Where the records below reach the line containing "Locate every instance of the wooden", start transcribing, and end with the line containing "Locate every instance of the knife handle", exactly and with nothing else added.

Source information:
******************************
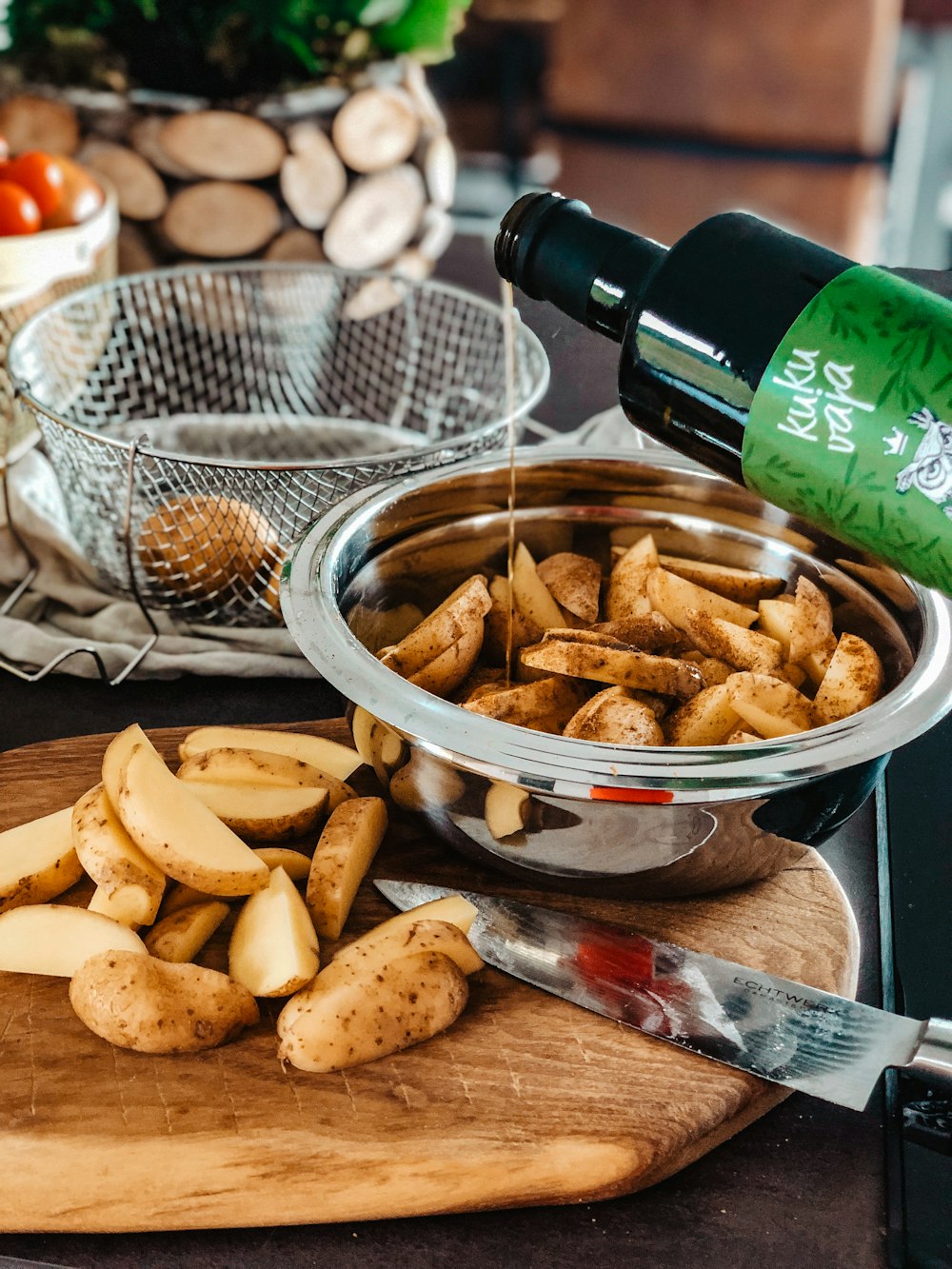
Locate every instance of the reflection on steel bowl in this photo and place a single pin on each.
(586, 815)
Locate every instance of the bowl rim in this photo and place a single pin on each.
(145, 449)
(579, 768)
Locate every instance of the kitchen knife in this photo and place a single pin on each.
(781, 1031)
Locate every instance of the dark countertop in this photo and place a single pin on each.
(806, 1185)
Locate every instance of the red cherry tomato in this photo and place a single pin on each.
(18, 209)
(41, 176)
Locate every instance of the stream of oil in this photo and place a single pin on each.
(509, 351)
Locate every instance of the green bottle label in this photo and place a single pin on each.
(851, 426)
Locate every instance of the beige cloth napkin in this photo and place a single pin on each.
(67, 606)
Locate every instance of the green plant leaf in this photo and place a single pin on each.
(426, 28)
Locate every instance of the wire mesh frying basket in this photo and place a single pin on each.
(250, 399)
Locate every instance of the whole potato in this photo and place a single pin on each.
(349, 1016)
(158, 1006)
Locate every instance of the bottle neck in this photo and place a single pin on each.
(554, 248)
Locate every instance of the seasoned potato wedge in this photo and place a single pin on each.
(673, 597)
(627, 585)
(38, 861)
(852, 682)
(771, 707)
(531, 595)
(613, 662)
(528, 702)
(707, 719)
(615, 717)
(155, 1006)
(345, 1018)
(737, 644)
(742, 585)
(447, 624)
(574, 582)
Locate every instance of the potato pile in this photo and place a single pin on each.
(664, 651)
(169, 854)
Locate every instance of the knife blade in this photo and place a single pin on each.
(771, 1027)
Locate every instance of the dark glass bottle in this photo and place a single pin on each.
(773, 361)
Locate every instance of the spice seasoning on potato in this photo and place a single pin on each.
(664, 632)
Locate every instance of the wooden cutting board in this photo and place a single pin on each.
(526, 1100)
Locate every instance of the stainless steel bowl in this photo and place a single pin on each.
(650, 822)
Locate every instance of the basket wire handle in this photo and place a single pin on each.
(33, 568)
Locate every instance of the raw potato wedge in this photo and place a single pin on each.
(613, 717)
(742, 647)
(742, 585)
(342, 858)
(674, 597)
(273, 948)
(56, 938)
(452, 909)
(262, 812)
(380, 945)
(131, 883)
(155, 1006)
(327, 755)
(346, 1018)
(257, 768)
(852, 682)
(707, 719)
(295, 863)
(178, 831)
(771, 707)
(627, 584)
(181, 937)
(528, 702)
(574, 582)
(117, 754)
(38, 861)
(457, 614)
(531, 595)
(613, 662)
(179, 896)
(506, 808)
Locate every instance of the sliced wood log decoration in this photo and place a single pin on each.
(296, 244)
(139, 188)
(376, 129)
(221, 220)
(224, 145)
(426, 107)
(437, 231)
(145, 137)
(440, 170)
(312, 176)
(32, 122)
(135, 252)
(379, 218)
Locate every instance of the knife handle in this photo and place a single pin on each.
******************************
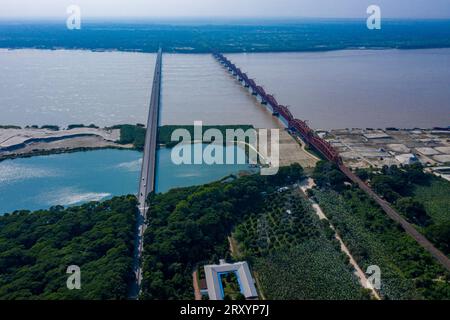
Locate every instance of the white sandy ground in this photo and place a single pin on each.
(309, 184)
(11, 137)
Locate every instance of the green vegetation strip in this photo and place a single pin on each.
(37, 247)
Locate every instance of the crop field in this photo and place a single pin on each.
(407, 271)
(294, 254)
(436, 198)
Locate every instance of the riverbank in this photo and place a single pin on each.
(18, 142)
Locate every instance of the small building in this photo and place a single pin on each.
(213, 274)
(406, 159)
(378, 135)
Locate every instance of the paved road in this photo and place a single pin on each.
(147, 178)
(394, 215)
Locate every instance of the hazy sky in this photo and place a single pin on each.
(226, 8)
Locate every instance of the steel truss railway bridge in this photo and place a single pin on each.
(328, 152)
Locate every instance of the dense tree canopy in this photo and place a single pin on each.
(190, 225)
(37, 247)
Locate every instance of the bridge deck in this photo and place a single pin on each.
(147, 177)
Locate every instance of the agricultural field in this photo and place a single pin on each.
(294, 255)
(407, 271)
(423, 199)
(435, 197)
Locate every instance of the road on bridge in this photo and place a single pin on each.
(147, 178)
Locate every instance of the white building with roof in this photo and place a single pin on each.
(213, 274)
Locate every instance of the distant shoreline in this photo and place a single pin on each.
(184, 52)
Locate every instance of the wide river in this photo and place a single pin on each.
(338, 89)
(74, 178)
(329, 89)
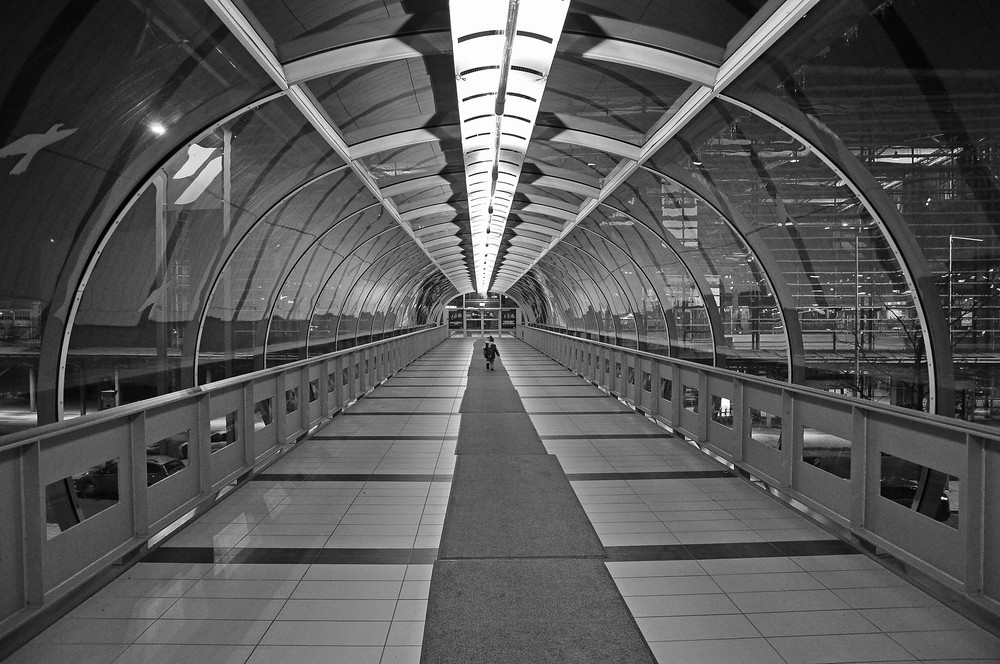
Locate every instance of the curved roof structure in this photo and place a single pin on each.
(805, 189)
******************************
Result:
Locate every instance of the wooden cutting board in this photo and place a single pin on each.
(526, 1100)
Locate every instance of the stainless steel bowl in this photo and place a single pin on each.
(650, 822)
Locate every instance of the basket wire handle in this photo and place a single pin on each.
(33, 568)
Locate every instance of the raw potato wedge in this photo and place a single pin on each.
(613, 717)
(742, 647)
(742, 585)
(342, 858)
(674, 597)
(273, 948)
(56, 938)
(452, 909)
(262, 812)
(380, 945)
(131, 883)
(155, 1006)
(327, 755)
(346, 1018)
(257, 768)
(852, 682)
(707, 719)
(295, 863)
(178, 831)
(771, 707)
(627, 584)
(181, 937)
(528, 702)
(574, 582)
(117, 754)
(38, 861)
(457, 614)
(531, 595)
(613, 662)
(179, 896)
(506, 808)
Locate every instance of the sliced wood log decoration in this photo and place a single pin on each.
(296, 244)
(139, 188)
(376, 129)
(221, 220)
(224, 145)
(426, 107)
(437, 231)
(145, 137)
(440, 170)
(312, 176)
(32, 122)
(135, 252)
(379, 218)
Locate every instance of the knife handle in this photo and place a single pin on each.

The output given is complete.